== What you should do ==
Please convert the data below into a JSON list of strings with one string per line, leaving out any blank lines.

== Supplied information ==

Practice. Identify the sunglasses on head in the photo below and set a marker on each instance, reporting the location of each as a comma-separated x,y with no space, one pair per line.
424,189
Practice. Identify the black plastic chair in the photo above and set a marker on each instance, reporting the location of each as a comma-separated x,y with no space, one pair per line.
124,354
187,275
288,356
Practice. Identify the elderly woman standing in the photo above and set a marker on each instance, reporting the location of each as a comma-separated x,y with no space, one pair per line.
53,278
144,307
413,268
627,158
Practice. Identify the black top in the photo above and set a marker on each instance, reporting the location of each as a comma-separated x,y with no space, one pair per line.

== Written response ==
[
  "Practice. Identify the sunglasses on head in the photo below and set a marker on each instance, reporting the location of each as a comma-separated x,y with no space, one pair per line.",
  "424,189",
  "Practice. Identify the black plastic chair in the photo above and set a marker on each instance, reporting the location of each as a comma-separated x,y with no space, one pair per line.",
  "124,354",
  "187,275",
  "288,356",
  "Practice. Identify the elderly woman standing in the photo above and set a marker on each instance, reporting the location of each as a comma-separated x,y with no space, one pair per line.",
  "53,278",
  "144,307",
  "413,268",
  "627,158",
  "Practice. Identify the black top in the photo above and set a marker on each instance, reporting the location of each as a comma-separated x,y with no space, one pair per line."
]